It was the darkness that terrified Mark Tingstad most. As he lay face down on the seven-yard line, the weight of his helmeted head pressed his face mask into the turf, shutting out the sunlight. With 1:30 left in the first half, Washington quarterback Cary Conklin had dashed through a hole in the line. Tingstad, Arizona State's left inside linebacker, read the play, tossed aside a blocker and stepped up to meet Conklin. Conklin began to slide, turning his back to Tingstad as Tingstad's yellow helmet crashed into the back of the quarterback's shoulder pads. The impact snapped Tingstad's head back.
Now he couldn't move. "I felt a rush through my whole body. Then it was numb," Tingstad said later. "I couldn't feel anything. I knew it was important to move my legs, but I couldn't."
He pleaded with the Arizona State trainers to roll him over. "I've got to get some air," he said to them. Aware of the danger involved in moving a person who may have a spinal injury, they at first refused. But in the darkness of his helmet, Tingstad was panicking, so they carefully rolled him onto his back.
Spectators and teammates, concerned that Tingstad might be paralyzed, were relieved to see his arms and legs move. They did not know that the limbs were contracting on their own—pressure on the spinal cord had caused electrical impulses to fire, opening and closing his right hand and twitching his legs like detached limbs in a horror movie. "It was like looking at somebody else's hand," Tingstad says.
The game against the Huskies was in Seattle, and Tingstad's parents were in the stadium, having come from their home in Spanaway, Wash., 35 miles away. As he was rolled onto his back and then strapped onto a wooden board, Tingstad saw his mother kneeling at his side. She held his left hand in her right. In her other hand she clutched a cross. "Praise God, help my son," she said as she raised the cross in the air.
A few minutes later Tingstad recovered the use of his hands, and by the time he reached the emergency room of University Hospital, he had regained control of his legs. There were two games to go in the '89 season, and Tingstad, a senior, would miss them both. But a week and a half after the Washington game, he was feeling no effects from the tackle that had prematurely ended his football career.
These days, as Tingstad walks around the Arizona State campus in Tempe, people come up to him and tell him how sorry they are that he missed the Sun Devils' last two games. But viewed another way, the frightening episode in Seattle was a happy ending to a tense personal drama that could serve as a case study of ethics in medicine and in college football.

Exercises:
a – In the account of Mark Tingstad's injury, what was his mother holding in her other hand while she knelt beside him?
b – Write the next part of the account of Mark Tingstad's injury, picking up after its final sentence.

Records provided:
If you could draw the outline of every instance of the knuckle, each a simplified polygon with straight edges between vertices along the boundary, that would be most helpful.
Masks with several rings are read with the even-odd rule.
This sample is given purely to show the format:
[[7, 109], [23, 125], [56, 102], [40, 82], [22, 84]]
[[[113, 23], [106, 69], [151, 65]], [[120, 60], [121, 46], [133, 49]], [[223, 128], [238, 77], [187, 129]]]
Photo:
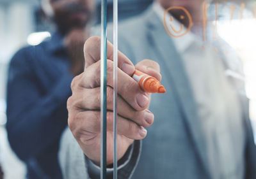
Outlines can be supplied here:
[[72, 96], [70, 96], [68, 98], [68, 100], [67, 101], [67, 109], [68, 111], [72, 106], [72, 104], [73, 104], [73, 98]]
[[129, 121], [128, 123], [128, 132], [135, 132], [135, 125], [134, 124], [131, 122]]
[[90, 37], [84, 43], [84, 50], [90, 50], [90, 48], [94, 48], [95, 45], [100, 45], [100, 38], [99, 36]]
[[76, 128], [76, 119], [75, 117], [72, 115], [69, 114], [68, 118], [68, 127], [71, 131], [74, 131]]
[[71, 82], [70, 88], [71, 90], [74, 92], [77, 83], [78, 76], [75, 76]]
...
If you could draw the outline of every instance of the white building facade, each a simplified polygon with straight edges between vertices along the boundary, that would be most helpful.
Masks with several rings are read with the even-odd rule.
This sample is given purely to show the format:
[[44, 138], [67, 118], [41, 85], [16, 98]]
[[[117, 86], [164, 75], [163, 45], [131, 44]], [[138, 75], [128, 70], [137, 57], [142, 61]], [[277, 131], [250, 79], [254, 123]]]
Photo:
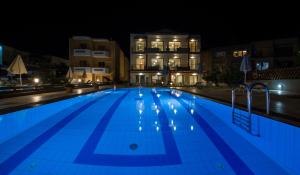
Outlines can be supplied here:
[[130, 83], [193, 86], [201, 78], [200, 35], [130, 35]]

Task-by-task outputs:
a – A cross.

b –
Last February, Tingstad had suffered a similar, though less severe injury during spring drills. In the five months that followed, he was evaluated, and his condition discussed, by family, doctors, coaches and Arizona State administrators. All of these people, who know and care about Tingstad, were forced to confront a number of sensitive issues: What are a student's rights? Whose decision is it to forbid a student to participate in college sports? If every football player accepts some risk when he steps on the field, when does that risk become unacceptable? What young man who has played football for more than half his life would risk his life to play another game? What young man wouldn't? Says Charles Harris, the athletic director at Arizona State, "The questions raised in Mark's case are as basic as, What is college athletics?"
On Feb. 21, the fourth day of contact during the Sun Devils' spring football practice, Tingstad made a tackle. There was nothing unusual in that: Last season he led the Pac-10 in tackles, averaging 15.6 per game, and was fourth in the country, with 172, a school record. What was unusual was the numbness he felt in both arms after the hit.
This was not a stinger, the burning sensation down the arm that a player sometimes feels after he takes a shot to the top of the shoulder. A stinger means that a nerve has been momentarily pinched or irritated, as happens when the funny bone is hit. But stingers affect only one side; Tingstad collided head-on and was numb down both arms. When an X-ray showed no fracture, he returned to practice the next day.